Dataset excerpts:
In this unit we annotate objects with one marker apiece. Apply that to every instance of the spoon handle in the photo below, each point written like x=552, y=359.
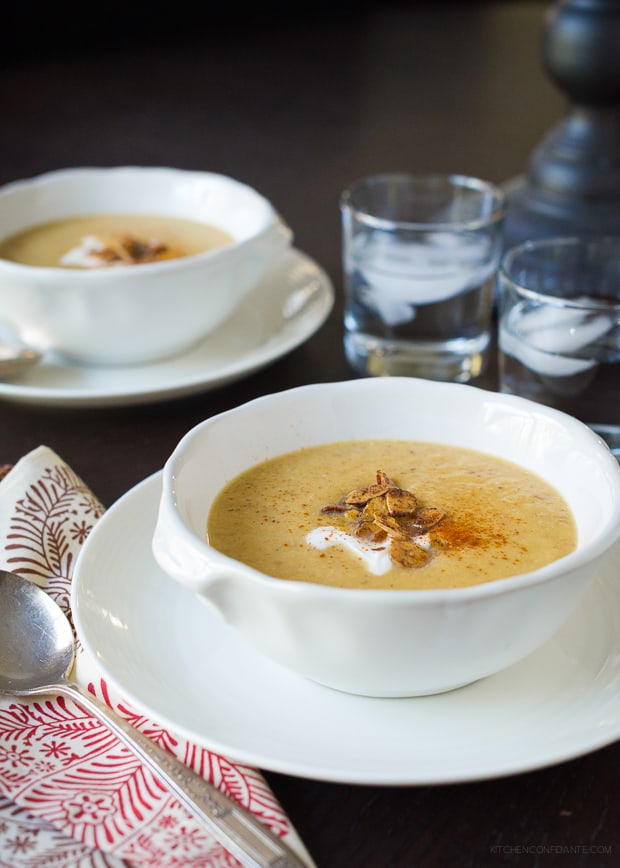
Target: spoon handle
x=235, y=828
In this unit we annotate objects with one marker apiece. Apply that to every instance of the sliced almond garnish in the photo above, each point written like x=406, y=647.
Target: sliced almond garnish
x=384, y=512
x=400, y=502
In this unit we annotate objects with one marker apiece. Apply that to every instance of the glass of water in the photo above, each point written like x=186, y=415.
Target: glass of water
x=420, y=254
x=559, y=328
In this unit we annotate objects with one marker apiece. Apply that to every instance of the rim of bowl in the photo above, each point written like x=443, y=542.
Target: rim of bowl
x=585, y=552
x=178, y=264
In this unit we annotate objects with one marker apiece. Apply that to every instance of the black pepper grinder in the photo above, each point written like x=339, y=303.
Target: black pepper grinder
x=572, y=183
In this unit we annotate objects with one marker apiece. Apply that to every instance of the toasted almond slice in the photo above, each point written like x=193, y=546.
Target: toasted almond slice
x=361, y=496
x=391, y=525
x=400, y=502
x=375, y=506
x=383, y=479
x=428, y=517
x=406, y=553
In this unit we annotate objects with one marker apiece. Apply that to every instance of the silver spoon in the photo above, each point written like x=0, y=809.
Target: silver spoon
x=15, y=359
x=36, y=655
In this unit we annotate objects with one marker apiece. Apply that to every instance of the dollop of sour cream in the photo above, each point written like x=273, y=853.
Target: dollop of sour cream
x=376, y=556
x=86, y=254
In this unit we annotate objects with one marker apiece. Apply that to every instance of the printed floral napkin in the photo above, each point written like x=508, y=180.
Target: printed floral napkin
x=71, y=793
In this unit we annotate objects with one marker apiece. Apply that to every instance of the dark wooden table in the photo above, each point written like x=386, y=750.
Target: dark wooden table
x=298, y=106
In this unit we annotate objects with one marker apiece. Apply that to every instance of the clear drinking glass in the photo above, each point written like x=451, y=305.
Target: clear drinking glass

The problem: Put the lines of the material into a numbered list, starting at the beginning of the material and ending at the line that contains "x=559, y=328", with both included. Leave out blank lines and pictures.

Exercise answer:
1. In this unit we annotate objects with one marker apiece. Apply that to every instance of the spoon handle in the photo below, each point written like x=552, y=359.
2. Target: spoon handle
3. x=235, y=828
4. In this unit we annotate objects with one marker apiece. Apply that to every instance of the sliced almond garnish in the photo above, each point written like x=406, y=647.
5. Target: sliced almond garnish
6. x=384, y=512
7. x=400, y=502
8. In this unit we annotate objects with one marker apiece. Apply that to every instance of the glass of water in the photo above, each point written like x=186, y=415.
9. Target: glass of water
10. x=420, y=254
11. x=559, y=328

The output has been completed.